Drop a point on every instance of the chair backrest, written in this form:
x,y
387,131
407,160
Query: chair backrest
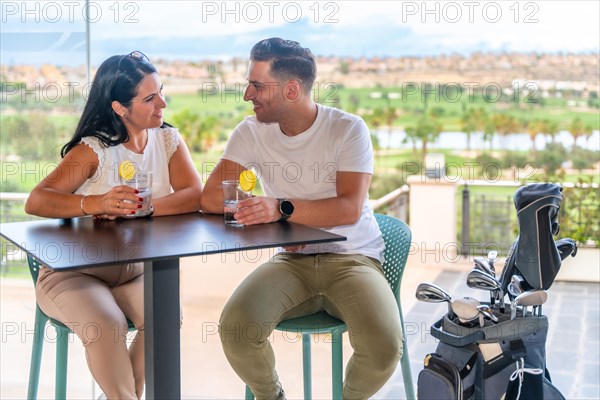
x,y
34,268
397,237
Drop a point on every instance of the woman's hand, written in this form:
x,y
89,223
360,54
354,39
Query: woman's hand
x,y
120,201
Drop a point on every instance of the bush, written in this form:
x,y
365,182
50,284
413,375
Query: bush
x,y
579,213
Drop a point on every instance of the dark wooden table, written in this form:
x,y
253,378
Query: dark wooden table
x,y
159,242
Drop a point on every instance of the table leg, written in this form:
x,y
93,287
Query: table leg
x,y
162,329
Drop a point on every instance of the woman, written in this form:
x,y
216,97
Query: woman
x,y
122,121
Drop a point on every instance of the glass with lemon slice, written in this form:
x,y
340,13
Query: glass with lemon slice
x,y
233,192
140,180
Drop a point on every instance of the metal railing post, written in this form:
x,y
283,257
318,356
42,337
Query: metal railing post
x,y
466,209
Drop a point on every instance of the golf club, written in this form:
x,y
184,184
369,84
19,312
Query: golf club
x,y
466,310
492,255
478,279
526,299
484,266
431,293
487,312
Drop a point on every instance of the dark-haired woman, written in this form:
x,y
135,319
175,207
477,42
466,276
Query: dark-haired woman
x,y
122,121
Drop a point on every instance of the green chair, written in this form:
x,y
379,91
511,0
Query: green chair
x,y
62,345
397,238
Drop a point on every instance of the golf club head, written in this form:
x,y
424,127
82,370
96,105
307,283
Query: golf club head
x,y
492,257
487,312
484,266
526,299
465,309
531,298
513,290
566,247
478,279
517,286
431,293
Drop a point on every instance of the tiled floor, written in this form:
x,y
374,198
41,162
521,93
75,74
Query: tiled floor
x,y
573,345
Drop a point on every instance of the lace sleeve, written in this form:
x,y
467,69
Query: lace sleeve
x,y
98,148
170,138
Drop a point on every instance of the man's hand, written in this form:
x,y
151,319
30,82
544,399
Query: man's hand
x,y
258,210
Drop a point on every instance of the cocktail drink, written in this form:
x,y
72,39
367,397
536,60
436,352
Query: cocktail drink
x,y
232,195
235,191
140,180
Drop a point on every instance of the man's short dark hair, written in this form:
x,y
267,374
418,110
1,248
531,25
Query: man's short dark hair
x,y
288,60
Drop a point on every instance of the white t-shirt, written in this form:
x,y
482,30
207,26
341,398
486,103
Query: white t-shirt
x,y
162,143
305,166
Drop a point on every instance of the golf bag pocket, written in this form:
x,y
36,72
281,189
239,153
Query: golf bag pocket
x,y
439,380
442,379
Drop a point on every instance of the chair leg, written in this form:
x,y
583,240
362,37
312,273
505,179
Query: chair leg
x,y
409,387
337,367
39,326
307,366
249,394
62,356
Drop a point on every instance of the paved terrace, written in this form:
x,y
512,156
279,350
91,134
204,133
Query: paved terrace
x,y
573,345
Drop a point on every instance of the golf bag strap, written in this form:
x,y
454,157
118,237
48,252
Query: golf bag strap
x,y
517,349
458,341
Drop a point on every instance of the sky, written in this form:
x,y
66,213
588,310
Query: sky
x,y
36,32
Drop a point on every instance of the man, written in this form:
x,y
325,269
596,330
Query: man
x,y
315,165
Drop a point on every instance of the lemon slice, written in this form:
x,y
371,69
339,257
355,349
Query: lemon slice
x,y
127,170
247,180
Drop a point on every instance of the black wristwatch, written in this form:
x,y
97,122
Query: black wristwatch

____

▸ **Given problem**: Please rewrite all the rows above, changing "Drop a point" to "Place a marker" and keeping everything else the same. Don't include the pictures in your answer.

▸ **Solution to this problem**:
Place a marker on every instance of the chair backrest, written in this form:
x,y
387,131
407,160
Query: chair backrest
x,y
34,268
397,237
Place a marker on every instance of the woman's hand, written in this form:
x,y
89,223
360,54
354,39
Query: woman's hand
x,y
120,201
Place a marker on every instance of the bush, written in this form:
x,y
365,182
50,284
413,375
Query: bush
x,y
579,213
Place a marker on every instance of the dark wooden table, written in this form:
x,y
253,378
Query: dark wooden table
x,y
159,242
Place a marker on every instance of the table leg, written in this form:
x,y
93,287
Query: table leg
x,y
162,329
Place a marker on every instance of the woman, written in this form:
x,y
216,97
Query: woman
x,y
122,121
Place a marker on every instance of the glass with lemon slice, written in this form:
x,y
340,13
Query: glass with lemon slice
x,y
233,192
140,180
Place a marker on every instance of the metal railing post, written in this form:
x,y
283,257
318,356
42,337
Query: metal railing post
x,y
466,209
Place a marker on every instance of the golf club, written in this form:
x,y
184,184
369,84
19,312
Query: golf club
x,y
466,310
492,255
478,279
526,299
484,266
431,293
487,312
Place a marker on every instance of the dark-haired woman, written in this form:
x,y
135,319
175,207
477,42
466,276
Query: dark-haired woman
x,y
122,121
Place a marker on every instance of the green chair, written in this form:
x,y
379,91
511,0
Query: green chair
x,y
62,345
397,238
Place a marker on every instance of the golf club head, written in this form:
x,y
424,127
82,370
96,105
307,283
Query: golf club head
x,y
492,257
487,312
484,266
526,299
465,309
531,298
513,290
566,247
478,279
517,286
431,293
Place a marker on every instance of the tiled floor, written in this form:
x,y
374,198
41,162
521,93
75,74
Query: tiled floor
x,y
573,345
Place a marker on every instance of the lace sleeve, written in this form:
x,y
467,69
Query: lace sleeve
x,y
98,148
170,138
Place a marker on every instance of the man's hand, written in this form:
x,y
151,319
30,82
544,399
Query: man's hand
x,y
258,210
Place a marker on every instance of the cocktail drink, written in this form:
x,y
72,39
367,397
536,60
436,352
Query: cocktail drink
x,y
232,195
235,191
140,180
Place a marker on every instance of the man's short dark hair, written in this form:
x,y
267,374
418,110
1,248
531,25
Query: man's short dark hair
x,y
288,60
Place a marker on every instance of the white t-shirt, written in this form:
x,y
482,30
207,26
341,398
486,103
Query: white t-shirt
x,y
162,143
305,166
Place a marker on every instance of the golf bag pocket, written in this form:
x,y
36,72
281,189
239,153
Query: golf bag pocket
x,y
439,380
442,379
Place a marker on every instance of the chair leg, written in this form:
x,y
583,240
362,37
312,273
505,179
Query: chair leg
x,y
409,387
337,367
39,326
307,366
249,394
62,356
Place a marker on every instance of the paved terrace, written in this form:
x,y
512,156
279,350
91,134
204,133
Query: paved terrace
x,y
573,345
Place a marker on every instance of the golf bag strap, written in this form:
x,y
454,157
118,237
48,252
Query: golf bag strap
x,y
517,349
458,341
Place a marker on every instance of the sky, written in this form:
x,y
66,213
588,310
Query: sky
x,y
36,32
Place a marker on every instance of the man, written in this form:
x,y
325,269
596,330
Query: man
x,y
315,165
Place a marker on every instance of the lemon slice, written in this form:
x,y
371,69
339,257
355,349
Query: lemon slice
x,y
127,170
247,180
Place a marker on every instance of the black wristwatch, written in this form:
x,y
97,122
Query: black wristwatch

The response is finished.